◆ GOAL A:
List every distinct year mentioned in the article on the London symphonies below.

◆ EXCERPT TO READ:

= London symphonies =

Group of symphonies by Joseph Haydn

The London symphonies, sometimes called the Salomon symphonies after Johann Peter Salomon who introduced London to Joseph Haydn, were composed by Joseph Haydn between 1791 and 1795. They can be categorised into two groups: Symphonies Nos. 93–98, which were composed during Haydn's first visit to London, and Symphonies Nos. 99–104, composed in Vienna and London for Haydn's second visit.

== Haydn's first journey to London ==
Haydn was called on by Johann Peter Salomon, and was told he would be going to London. Haydn himself had thought of going to London before, saying that symphonies nos. 76–78 were composed for the English gentlemen, and that he intended to bring them over himself and produce them. London was quite cosmopolitan, and had an active music scene, which was enriched by a stream of artists from abroad. Haydn plunged into a chaotic professional life, giving fortepiano lessons, arranging concerts complete with royal invitations, and choral performances in Westminster Abbey. It was this immersion into the London musical culture that began to inspire his composing as well.

The first six London symphonies were written between 1791 and 1792, and included symphony nos. 93–98. They were also premiered in those years, although nos. 95 and 96 were the only ones performed in 1791, despite 93 and 94 being completed prior. The reception was overall positive, and the concerts garnered profits nearly double what he had been guaranteed. The symphonies were seen as grand productions, surpassing any of Haydn's previous performances. As a result of this success, Salomon and Haydn agreed that, following the end of the 1791 season, Haydn would stay for another year.

== Haydn's second journey to London ==
In between the production of Symphonies 98 and 99, Haydn travelled and composed, giving concerts of his existing works once again, and the existing London symphonies began to be performed by others. In 1793, he would complete No. 99, and begin working on Nos. 100 and 101, all prior to his return to London. In January of 1794, Haydn made his way back to London, to premiere symphonies 99–101 in February and March of that year. As he continued to premiere each of his works, going up to Symphony No. 104, Haydn continued to experience success and praise. Salomon would depart from Haydn's travels, claiming difficulty in finding performers from abroad, but Haydn's success continued despite Salomon's departure.

◆ GOAL B:
Count the lines in the records that contain the word "grassy". Reply with the number only.

◆ RAW RECORDS:

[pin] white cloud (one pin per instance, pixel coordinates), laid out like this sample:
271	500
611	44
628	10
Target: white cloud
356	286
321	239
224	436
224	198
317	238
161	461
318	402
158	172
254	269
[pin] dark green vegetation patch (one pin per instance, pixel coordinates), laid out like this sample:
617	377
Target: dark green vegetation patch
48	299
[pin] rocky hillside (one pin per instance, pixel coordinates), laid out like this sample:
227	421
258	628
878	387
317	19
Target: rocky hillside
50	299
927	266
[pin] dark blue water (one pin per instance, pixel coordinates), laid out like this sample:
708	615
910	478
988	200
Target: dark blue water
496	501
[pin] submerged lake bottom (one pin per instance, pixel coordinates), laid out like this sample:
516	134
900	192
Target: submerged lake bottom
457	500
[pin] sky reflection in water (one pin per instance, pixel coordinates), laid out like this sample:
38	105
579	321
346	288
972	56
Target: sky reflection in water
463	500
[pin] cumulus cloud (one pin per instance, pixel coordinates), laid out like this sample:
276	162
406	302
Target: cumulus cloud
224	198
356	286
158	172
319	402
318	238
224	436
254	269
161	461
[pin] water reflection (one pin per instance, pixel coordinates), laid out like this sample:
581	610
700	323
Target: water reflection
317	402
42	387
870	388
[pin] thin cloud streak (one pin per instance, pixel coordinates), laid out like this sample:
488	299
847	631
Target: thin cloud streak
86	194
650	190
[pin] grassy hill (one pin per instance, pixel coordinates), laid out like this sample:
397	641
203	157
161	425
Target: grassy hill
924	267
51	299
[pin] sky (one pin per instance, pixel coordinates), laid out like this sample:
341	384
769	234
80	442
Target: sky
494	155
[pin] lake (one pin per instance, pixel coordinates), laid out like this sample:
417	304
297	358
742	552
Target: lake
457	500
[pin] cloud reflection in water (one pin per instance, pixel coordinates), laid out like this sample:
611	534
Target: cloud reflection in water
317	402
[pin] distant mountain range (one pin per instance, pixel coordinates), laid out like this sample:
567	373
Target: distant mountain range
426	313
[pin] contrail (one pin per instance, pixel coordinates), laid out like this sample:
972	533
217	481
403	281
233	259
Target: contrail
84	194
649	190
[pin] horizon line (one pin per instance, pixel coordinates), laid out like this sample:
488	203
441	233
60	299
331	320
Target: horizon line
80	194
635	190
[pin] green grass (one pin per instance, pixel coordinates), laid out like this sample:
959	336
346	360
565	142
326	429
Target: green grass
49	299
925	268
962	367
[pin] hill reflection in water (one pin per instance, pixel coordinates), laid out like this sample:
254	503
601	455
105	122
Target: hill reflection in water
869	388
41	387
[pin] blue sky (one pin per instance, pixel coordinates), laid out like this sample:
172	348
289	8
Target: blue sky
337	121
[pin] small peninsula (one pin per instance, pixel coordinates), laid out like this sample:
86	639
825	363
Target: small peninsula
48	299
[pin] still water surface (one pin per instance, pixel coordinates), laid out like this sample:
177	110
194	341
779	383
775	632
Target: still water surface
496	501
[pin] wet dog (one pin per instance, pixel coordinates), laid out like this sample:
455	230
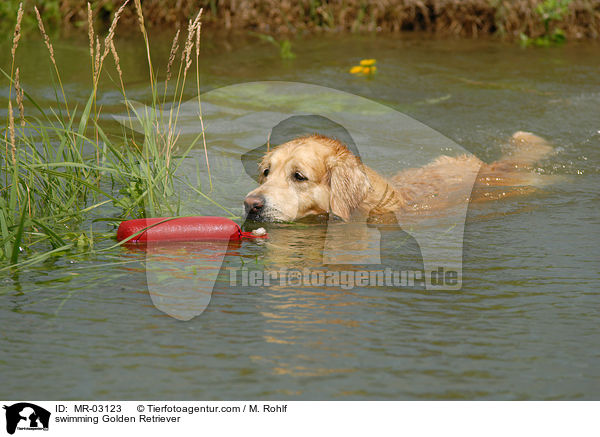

◆ FINAL RESULT A:
1791, 1792, 1793, 1794, 1795

◆ FINAL RESULT B:
2